[Material for this task — start]

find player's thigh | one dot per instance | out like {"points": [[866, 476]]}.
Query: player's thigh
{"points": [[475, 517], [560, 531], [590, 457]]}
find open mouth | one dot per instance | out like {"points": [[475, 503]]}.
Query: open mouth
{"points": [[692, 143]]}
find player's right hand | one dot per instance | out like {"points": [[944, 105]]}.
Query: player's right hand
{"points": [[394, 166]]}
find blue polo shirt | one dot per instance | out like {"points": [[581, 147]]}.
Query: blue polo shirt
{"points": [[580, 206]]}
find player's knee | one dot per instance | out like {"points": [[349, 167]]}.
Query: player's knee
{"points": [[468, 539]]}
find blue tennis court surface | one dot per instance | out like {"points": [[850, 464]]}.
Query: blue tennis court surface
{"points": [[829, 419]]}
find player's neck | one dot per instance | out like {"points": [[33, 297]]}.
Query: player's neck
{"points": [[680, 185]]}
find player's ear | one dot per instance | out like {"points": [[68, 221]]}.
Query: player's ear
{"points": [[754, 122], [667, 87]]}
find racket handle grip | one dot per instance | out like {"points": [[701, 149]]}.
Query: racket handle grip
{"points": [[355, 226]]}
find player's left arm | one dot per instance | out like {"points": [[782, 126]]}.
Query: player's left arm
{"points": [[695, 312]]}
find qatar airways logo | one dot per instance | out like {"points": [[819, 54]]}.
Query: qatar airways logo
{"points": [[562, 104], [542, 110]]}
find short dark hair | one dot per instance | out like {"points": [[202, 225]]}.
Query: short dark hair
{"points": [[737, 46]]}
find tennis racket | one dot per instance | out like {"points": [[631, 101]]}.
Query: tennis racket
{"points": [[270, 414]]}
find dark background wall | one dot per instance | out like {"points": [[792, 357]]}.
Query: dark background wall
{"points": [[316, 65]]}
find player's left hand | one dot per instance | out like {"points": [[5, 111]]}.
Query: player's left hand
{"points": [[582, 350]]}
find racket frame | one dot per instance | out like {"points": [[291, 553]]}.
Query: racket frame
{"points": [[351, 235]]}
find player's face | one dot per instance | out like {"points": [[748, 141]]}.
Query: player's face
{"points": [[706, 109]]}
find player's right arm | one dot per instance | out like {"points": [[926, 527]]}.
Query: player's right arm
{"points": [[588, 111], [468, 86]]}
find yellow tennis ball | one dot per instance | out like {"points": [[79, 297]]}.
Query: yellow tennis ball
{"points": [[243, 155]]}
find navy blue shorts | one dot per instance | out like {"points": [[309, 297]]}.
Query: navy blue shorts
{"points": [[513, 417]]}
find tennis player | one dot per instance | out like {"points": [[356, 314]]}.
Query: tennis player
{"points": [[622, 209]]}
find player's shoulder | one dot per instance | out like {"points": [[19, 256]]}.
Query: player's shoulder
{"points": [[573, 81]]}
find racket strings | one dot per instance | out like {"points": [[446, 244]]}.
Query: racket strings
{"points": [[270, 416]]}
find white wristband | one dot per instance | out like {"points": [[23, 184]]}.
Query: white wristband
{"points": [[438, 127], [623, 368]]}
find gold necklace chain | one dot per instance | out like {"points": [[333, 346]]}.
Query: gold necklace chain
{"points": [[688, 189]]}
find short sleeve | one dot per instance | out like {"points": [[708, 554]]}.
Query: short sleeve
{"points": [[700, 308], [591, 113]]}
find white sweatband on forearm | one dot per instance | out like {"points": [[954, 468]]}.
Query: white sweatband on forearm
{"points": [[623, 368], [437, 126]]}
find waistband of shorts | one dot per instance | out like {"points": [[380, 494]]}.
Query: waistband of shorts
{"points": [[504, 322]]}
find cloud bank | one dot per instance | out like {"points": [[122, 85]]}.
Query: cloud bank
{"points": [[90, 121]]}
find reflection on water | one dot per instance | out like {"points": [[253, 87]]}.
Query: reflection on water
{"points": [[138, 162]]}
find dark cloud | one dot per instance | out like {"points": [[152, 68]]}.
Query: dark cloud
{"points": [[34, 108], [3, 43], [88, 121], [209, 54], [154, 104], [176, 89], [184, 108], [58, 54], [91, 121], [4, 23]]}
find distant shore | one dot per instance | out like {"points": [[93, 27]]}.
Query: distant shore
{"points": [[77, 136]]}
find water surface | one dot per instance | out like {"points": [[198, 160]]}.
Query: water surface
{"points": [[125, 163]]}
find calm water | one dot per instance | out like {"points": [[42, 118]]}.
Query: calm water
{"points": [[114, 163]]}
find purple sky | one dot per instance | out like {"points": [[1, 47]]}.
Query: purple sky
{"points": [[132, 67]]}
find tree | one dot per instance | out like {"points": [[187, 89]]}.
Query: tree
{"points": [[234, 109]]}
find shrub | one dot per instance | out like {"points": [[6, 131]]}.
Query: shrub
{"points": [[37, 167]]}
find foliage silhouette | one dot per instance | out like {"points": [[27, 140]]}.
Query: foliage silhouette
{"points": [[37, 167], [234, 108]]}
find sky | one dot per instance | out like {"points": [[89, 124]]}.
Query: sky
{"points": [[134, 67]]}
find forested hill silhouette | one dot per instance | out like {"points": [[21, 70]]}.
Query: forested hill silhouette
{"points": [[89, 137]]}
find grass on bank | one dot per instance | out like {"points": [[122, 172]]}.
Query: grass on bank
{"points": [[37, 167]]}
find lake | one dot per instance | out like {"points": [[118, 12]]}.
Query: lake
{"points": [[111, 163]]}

[Material for this task — finish]

Reproduce the lines above. Leave each one as it is.

find player's thigh | one dot per instance | out like {"points": [[866, 476]]}.
Query: player's thigh
{"points": [[475, 517], [560, 531], [590, 457]]}
find open mouth | one dot per instance | out like {"points": [[475, 503]]}.
Query: open mouth
{"points": [[692, 143]]}
find player's right hand | one dot per instance | out like {"points": [[944, 105]]}.
Query: player's right hand
{"points": [[394, 166]]}
find blue polo shirt | one dot per instance | out like {"points": [[581, 147]]}.
Query: blue polo shirt
{"points": [[580, 206]]}
find player's knee | one dot per instance | out like {"points": [[349, 167]]}.
Query: player's knee
{"points": [[468, 539]]}
find blue tennis court surface | one dot per instance | out like {"points": [[850, 464]]}.
Query: blue tennis court surface
{"points": [[829, 419]]}
find player's neck | one dot per instance | out like {"points": [[33, 297]]}.
Query: player's neck
{"points": [[680, 185]]}
find player's ear | one dot per instance | out like {"points": [[68, 221]]}.
Query: player's ear
{"points": [[754, 122], [667, 87]]}
find racket handle grip | one dot per instance | out like {"points": [[701, 149]]}.
Query: racket handle grip
{"points": [[355, 226]]}
find player's left arm | one dot per instance | out like {"points": [[782, 126]]}.
Query: player's left arm
{"points": [[695, 312]]}
find qatar airways logo | one dot per instance | out like {"points": [[819, 54]]}.
Query: qatar airways logo
{"points": [[562, 104], [542, 110]]}
find short dark hair | one dot per instance | out like {"points": [[202, 225]]}.
Query: short dark hair
{"points": [[737, 46]]}
find tennis racket | one dot per instance | out like {"points": [[631, 101]]}.
Query: tennis racket
{"points": [[270, 414]]}
find dark background wall | one dot per instance | out like {"points": [[792, 357]]}.
Query: dark background wall
{"points": [[316, 65]]}
find player's left hand | one dot per instance | out like {"points": [[5, 111]]}.
Query: player's left hand
{"points": [[582, 350]]}
find racket frame | one dot per instance | out like {"points": [[291, 553]]}.
Query: racket frame
{"points": [[351, 235]]}
find player's face | one dot per instance | out like {"points": [[748, 141]]}.
Query: player's face
{"points": [[706, 109]]}
find player's right arm | one dot per instance | out like {"points": [[926, 527]]}.
Query: player's right arm
{"points": [[588, 111], [468, 86]]}
find yellow tennis ball | one dot per instance | out like {"points": [[79, 297]]}.
Query: yellow tennis ball
{"points": [[243, 155]]}
find navy blue shorts | one dot per instance | out like {"points": [[309, 297]]}.
Query: navy blue shorts
{"points": [[513, 417]]}
find tennis player | one dot per instance | out like {"points": [[356, 314]]}.
Query: tennis player
{"points": [[622, 209]]}
find player's shoulder | one dot per instance | out like {"points": [[19, 256]]}.
Query: player's shoulder
{"points": [[573, 81]]}
find racket strings | one dot per instance | out like {"points": [[446, 244]]}.
Query: racket strings
{"points": [[270, 416]]}
find white wristband | one dot per instance | out like {"points": [[23, 184]]}.
Query: white wristband
{"points": [[438, 127], [623, 368]]}
find gold necklace chain | one dot per instance | out like {"points": [[333, 346]]}.
Query: gold necklace chain
{"points": [[688, 189]]}
find short sleeve | one dot per instance | out like {"points": [[708, 554]]}.
Query: short sleeve
{"points": [[700, 308], [591, 113]]}
find white sweatband on forearm | one dot per instance | out like {"points": [[954, 468]]}.
Query: white sweatband on forearm
{"points": [[623, 368], [437, 126]]}
find waistband of shorts | one dot per instance | out like {"points": [[380, 494]]}.
Query: waistband of shorts
{"points": [[504, 322]]}
find cloud bank | one dot per instance | out like {"points": [[122, 85]]}.
Query: cloud bank
{"points": [[90, 121]]}
find reflection on water | one dot per instance | out like {"points": [[253, 87]]}.
Query: reflection on water
{"points": [[138, 162]]}
find dark cloud | one dot per instance | out like {"points": [[152, 68]]}.
Query: dark cloud
{"points": [[34, 108], [3, 43], [88, 121], [209, 54], [154, 104], [176, 89], [184, 108], [58, 54], [91, 121], [4, 23]]}
find distant shore | one dot per instance | out like {"points": [[93, 27]]}.
Query: distant shore
{"points": [[77, 136]]}
find water surface | one dot per instance | out like {"points": [[198, 160]]}.
Query: water surface
{"points": [[125, 163]]}
find calm water | one dot per instance | out like {"points": [[42, 118]]}.
Query: calm water
{"points": [[114, 163]]}
find purple sky | one dot per instance | out like {"points": [[1, 47]]}.
Query: purple sky
{"points": [[132, 67]]}
find tree | one dot per instance | out like {"points": [[187, 89]]}.
Query: tree
{"points": [[234, 109]]}
find shrub | one dot per instance | out like {"points": [[6, 131]]}.
Query: shrub
{"points": [[37, 167]]}
find foliage silhouette | one dot per instance | out like {"points": [[27, 140]]}.
Query: foliage silhouette
{"points": [[37, 167], [234, 108]]}
find sky | one dot per instance | out like {"points": [[89, 124]]}.
Query: sky
{"points": [[134, 67]]}
find forested hill silhouette | one dot per instance | out like {"points": [[21, 70]]}.
Query: forested hill silhouette
{"points": [[89, 137]]}
find grass on bank | one dot per instance | out like {"points": [[122, 172]]}.
Query: grass on bank
{"points": [[37, 167]]}
find lake | one dot per instance | out like {"points": [[118, 12]]}.
Query: lake
{"points": [[111, 163]]}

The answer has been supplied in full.